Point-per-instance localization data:
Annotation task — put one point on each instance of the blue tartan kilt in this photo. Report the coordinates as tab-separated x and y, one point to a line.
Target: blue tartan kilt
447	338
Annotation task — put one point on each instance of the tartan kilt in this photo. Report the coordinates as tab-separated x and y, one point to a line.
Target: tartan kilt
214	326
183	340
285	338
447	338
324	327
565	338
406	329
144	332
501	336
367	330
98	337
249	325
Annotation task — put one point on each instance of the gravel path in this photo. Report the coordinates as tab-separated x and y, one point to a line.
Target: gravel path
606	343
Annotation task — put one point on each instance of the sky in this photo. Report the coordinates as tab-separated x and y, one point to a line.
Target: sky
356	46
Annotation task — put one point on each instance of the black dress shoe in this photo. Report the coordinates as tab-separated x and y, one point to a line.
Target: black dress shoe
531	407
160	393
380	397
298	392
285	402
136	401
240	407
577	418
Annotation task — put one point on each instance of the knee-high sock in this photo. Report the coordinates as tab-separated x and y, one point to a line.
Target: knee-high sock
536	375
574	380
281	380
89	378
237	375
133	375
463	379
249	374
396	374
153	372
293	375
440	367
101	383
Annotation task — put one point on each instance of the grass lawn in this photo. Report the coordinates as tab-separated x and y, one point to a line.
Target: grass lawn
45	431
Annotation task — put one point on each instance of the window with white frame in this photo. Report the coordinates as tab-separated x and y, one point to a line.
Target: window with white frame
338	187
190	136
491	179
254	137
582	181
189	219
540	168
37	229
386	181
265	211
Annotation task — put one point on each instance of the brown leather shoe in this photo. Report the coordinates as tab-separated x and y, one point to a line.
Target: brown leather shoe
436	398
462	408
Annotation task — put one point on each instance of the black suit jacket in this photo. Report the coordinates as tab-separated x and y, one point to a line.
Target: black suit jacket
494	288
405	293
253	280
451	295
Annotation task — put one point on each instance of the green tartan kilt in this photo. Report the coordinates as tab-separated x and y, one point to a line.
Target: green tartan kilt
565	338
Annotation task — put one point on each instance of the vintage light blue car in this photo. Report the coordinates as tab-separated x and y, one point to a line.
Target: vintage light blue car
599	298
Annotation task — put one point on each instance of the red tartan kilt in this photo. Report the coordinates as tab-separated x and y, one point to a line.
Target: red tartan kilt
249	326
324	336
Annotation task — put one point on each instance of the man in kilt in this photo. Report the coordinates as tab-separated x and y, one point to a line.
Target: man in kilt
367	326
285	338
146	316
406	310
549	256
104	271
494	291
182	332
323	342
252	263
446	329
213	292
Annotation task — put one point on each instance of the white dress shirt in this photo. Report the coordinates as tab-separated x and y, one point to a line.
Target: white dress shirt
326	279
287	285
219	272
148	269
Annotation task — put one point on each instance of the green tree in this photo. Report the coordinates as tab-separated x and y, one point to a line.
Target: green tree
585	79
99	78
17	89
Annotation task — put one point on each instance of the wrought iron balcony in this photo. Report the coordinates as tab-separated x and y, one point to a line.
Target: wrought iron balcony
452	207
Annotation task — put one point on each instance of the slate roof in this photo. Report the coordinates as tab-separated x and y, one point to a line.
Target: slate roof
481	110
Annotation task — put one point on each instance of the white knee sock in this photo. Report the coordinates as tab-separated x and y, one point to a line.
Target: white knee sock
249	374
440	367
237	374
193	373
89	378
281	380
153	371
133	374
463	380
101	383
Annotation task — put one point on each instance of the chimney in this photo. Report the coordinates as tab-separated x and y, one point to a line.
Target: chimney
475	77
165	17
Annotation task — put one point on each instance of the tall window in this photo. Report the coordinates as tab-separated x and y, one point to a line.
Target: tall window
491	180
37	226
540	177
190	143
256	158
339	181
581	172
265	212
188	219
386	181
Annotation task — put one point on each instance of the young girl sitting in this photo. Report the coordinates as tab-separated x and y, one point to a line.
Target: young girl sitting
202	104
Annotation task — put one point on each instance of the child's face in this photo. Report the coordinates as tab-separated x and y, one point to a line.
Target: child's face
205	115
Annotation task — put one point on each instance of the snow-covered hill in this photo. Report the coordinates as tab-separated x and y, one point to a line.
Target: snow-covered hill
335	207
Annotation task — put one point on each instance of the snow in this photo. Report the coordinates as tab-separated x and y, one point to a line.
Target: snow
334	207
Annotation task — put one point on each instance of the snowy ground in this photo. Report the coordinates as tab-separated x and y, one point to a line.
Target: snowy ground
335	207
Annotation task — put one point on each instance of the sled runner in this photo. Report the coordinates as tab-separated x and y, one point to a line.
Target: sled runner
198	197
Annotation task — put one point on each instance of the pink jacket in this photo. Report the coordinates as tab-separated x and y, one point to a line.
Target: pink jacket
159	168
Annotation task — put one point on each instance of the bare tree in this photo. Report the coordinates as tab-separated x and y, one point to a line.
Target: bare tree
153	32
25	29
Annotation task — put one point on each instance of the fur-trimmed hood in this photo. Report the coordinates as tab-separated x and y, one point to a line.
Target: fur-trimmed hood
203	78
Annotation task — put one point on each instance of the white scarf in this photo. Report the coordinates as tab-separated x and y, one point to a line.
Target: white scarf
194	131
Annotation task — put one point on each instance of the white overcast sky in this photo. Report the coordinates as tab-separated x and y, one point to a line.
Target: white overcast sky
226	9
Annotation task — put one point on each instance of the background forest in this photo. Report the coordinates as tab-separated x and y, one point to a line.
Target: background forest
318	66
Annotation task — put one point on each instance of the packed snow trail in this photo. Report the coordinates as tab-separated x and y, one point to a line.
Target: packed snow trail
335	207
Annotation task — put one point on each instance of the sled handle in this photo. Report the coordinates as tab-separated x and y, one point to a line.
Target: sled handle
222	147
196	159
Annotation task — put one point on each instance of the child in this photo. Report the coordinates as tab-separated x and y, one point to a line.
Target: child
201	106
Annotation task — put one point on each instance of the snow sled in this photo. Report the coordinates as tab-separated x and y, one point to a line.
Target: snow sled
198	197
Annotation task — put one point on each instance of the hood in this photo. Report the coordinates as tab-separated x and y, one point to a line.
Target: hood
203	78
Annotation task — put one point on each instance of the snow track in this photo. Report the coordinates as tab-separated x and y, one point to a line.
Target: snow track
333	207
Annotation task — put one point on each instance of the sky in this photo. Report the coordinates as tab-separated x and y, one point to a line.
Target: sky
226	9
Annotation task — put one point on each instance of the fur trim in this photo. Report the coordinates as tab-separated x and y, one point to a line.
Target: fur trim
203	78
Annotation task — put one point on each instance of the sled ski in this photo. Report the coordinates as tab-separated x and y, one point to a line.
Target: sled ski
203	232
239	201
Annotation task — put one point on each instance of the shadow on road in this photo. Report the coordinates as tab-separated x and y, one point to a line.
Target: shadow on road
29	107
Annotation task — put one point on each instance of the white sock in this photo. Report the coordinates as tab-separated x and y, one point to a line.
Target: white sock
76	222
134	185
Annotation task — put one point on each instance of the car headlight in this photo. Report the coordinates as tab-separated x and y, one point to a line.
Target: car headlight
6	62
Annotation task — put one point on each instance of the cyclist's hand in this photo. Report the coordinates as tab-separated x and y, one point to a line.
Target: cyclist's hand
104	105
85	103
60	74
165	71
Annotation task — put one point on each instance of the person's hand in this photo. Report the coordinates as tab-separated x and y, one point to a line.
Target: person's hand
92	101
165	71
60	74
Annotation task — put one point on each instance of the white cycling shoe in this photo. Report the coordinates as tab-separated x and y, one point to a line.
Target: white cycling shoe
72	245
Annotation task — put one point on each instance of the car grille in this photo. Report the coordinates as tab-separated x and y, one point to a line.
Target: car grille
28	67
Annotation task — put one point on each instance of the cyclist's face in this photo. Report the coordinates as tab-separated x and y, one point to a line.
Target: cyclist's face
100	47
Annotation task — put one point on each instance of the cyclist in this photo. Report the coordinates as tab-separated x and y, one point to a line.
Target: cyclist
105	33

**WHAT IS BEING ASKED**
Could every entry above be printed again, word for word?

**WRITTEN REPLY**
Annotation task — put one point on each instance of the blue tartan kilt in this photo. Report the coordinates as tab-separated x and y, one point to a line.
Target: blue tartan kilt
447	338
Annotation task — put one point on each instance of the tartan kilt in this photo. Report the coordinates as tab-separated x and y, one point to a line.
Target: tartan kilt
214	326
183	340
285	338
447	338
324	327
565	338
406	329
144	332
501	336
367	330
98	337
249	325
Annotation task — put one point on each instance of the gravel path in this photo. Report the coordinates as tab-separated x and y, one point to a line.
Target: gravel path
606	343
Annotation task — put one point on each instance of the sky in this photo. Report the coordinates as tab-separated x and y, one point to a line.
Target: sky
356	46
Annotation task — put one point on each instance of the black dress shoe in this photo. Report the coordinates as tab-separated x and y, one point to a line.
Target: black dress shoe
531	407
160	393
380	397
298	392
285	402
136	401
240	407
577	418
Annotation task — put one point on each instance of the knee-high sock in this photo. Report the coordinates as tab-separated x and y, one point to a line.
Target: knee-high sock
536	375
574	380
281	380
89	378
237	375
133	375
463	379
249	374
396	374
153	372
293	375
440	367
101	383
Annotation task — put one point on each instance of the grass lawn in this photo. Report the coordinates as tab-separated x and y, one point to a line.
Target: grass lawn
45	431
Annotation task — put one point on each instance of the window with white frame in this photo. Report the coordinates as tab-separated x and y, one point to a line.
Target: window with white frame
338	187
190	136
491	179
254	137
582	181
189	219
540	168
37	229
386	181
265	211
Annotation task — put one point on each instance of the brown leather shoe in this photo. Report the coordinates as tab-separated x and y, one point to a line.
Target: brown leather shoe
436	398
462	408
Annotation task — put one point on each instance of the black suit jacket in this photo. Report the coordinates as tab-separated x and y, one point to a line.
Target: black suit jacket
494	288
405	293
253	280
451	295
Annotation task — put one point on each instance of the green tartan kilt in this photo. Report the coordinates as tab-separated x and y, one point to a line.
Target: green tartan kilt
565	338
Annotation task — put one point on each instance of the vintage light blue car in this photo. Report the coordinates as tab-separated x and y, one point to a line.
Target: vintage light blue car
599	298
Annotation task — put one point on each instance of the red tartan kilt in this photo. Report the coordinates as tab-separated x and y, one point to a line.
Target: red tartan kilt
249	326
324	336
Annotation task — put one point on each instance of the man in kilt in this photo. Report the coordinates as tab-separated x and y, one point to a line.
Target: man in kilt
367	326
285	338
146	316
406	310
549	256
104	271
494	291
182	332
323	342
252	263
446	329
213	292
Annotation task — put one point on each instance of the white dress shirt in this photo. Report the coordinates as tab-separated x and y, one point to a line.
Target: white dress shirt
326	279
287	285
219	272
148	269
Annotation task — put one point on each instance of the green tree in this photo. Report the coordinates as tab-separated x and y, one point to a line.
Target: green tree
585	79
99	78
17	89
Annotation task — put one point on each instance of the wrought iron balcony in this photo. Report the coordinates as tab-separated x and y, one point to a line.
Target: wrought iron balcony
452	207
Annotation task — put one point on each instance of the slate roof in this photo. Report the coordinates as tab-separated x and y, one point to a line.
Target: slate roof
481	110
Annotation task — put one point on each instance of the white knee sock in this photo. Report the coordinates as tab-separated x and y, one point to a line.
Target: white knee sock
249	374
440	367
237	374
193	373
89	378
281	380
153	371
133	374
463	380
101	383
Annotation task — put one point on each instance of the chimney in this photo. Report the coordinates as tab-separated x and y, one point to a line.
Target: chimney
475	77
165	17
Annotation task — put one point on each instance of the tall window in this photo. Report the coordinates as tab-separated x and y, one point to a line.
Target: tall window
491	180
37	226
540	177
190	143
256	158
339	181
581	172
265	212
188	219
386	181
Annotation task — put one point on each instance of the young girl sitting in this photo. Report the coordinates as tab-separated x and y, one point to a line.
Target: young girl sitting
202	104
Annotation task — put one point on each instance of the child's face in this photo. Report the coordinates as tab-separated x and y, one point to a line.
Target: child's face
205	115
Annotation task — put one point on each instance of the snow-covered hill in this photo. Report the coordinates as tab-separated x and y, one point to a line.
Target: snow-covered hill
335	207
Annotation task — put one point on each instance of the snow in this photo. Report the coordinates as tab-separated x and y, one point to a line.
Target: snow
334	207
Annotation task — put one point on each instance of the snowy ground in this photo. Report the coordinates as tab-separated x and y, one point to a line.
Target: snowy ground
335	207
Annotation task — put one point on each instance of the sled runner in this photo. Report the coordinates as tab-separated x and y, one point to a line.
Target: sled runner
198	197
Annotation task — put one point on each instance of the pink jacket in this photo. Report the coordinates as tab-separated x and y, one point to a line.
Target: pink jacket
159	168
Annotation task — put one point on each instance of the bare tree in this photo. Report the coordinates as tab-separated x and y, one point to a line.
Target: bare tree
153	32
25	29
Annotation task — put one point on each instance of the fur-trimmed hood in this photo. Report the coordinates as tab-separated x and y, one point to a line.
Target: fur-trimmed hood
203	78
Annotation task — put one point on each instance of the white scarf in this photo. Report the coordinates as tab-separated x and y, one point to a line.
Target: white scarf
194	131
Annotation task — put one point on each instance of the white overcast sky in this photo. Report the coordinates as tab-separated x and y, one point to a line.
Target: white overcast sky
226	9
Annotation task — put one point on each instance of the background forest in this photo. Report the coordinates as tab-separated x and y, one point to a line.
Target: background forest
318	66
Annotation task — put one point on each instance of the packed snow trail in this photo. Report the coordinates as tab-separated x and y, one point to a line.
Target: packed snow trail
335	207
Annotation task — put one point on each instance of the sled handle in this photo. Report the coordinates as tab-separated x and y, one point to a line.
Target: sled handle
222	147
196	159
Annotation task — put one point on each instance of the child in this photo. Report the coordinates as tab-separated x and y, one point to a line.
Target: child
201	106
Annotation task — put one point on each instance of the snow sled in this photo. Report the coordinates as tab-separated x and y, one point to a line.
Target: snow sled
198	197
Annotation task — put one point on each instance of the hood in this photo. Report the coordinates as tab-separated x and y, one point to a line.
Target: hood
203	78
Annotation task — put one point on each instance of the snow track in this photo. Report the coordinates as tab-separated x and y, one point to a line.
Target: snow track
333	207
Annotation task — put one point on each instance of the sky in this photo. Report the coordinates as tab-separated x and y, one point to a line.
Target: sky
226	9
Annotation task — put one point on each instance of the fur trim in this photo. Report the coordinates as tab-separated x and y, one point to a line.
Target: fur trim
203	78
Annotation task — put one point on each instance of the sled ski in this photo. Report the coordinates as tab-separated x and y, one point to a line.
Target: sled ski
203	232
239	201
Annotation task — put one point on each instance of the shadow on road in this photo. Report the coordinates as tab-separated x and y, one point to a line.
Target: shadow on road
29	107
Annotation task — put one point on each instance of the white sock in this photo. Report the coordinates as tab-separated x and y, one point to a line.
Target: white sock
76	222
134	185
Annotation task — put one point on each instance of the car headlight in this photo. Report the coordinates as tab-separated x and y, one point to a line.
Target: car headlight
6	62
Annotation task — put one point on each instance of the cyclist's hand in this photo. Report the coordinates as tab-separated x and y, one point to a line.
Target: cyclist's hand
104	105
85	103
60	74
165	71
Annotation task — put one point on each instance of the person's hand in this photo. Report the coordinates as tab-separated x and y, one point to a line.
Target: person's hand
92	101
165	71
60	74
Annotation task — put one point on each instance of the white cycling shoe in this photo. Report the coordinates as tab-separated x and y, one point to a line.
Target: white cycling shoe
72	245
Annotation task — put one point on each instance of the car grille in this photo. Report the coordinates as tab-separated x and y, one point to a line.
Target: car grille
28	67
Annotation task — put one point on each instance of the cyclist's face in this photo. Report the coordinates as tab-separated x and y, one point to a line.
Target: cyclist's face
100	47
Annotation task — put one point on each instance of the cyclist in this photo. Report the coordinates as tab-separated x and y, one point to a line.
Target: cyclist
105	33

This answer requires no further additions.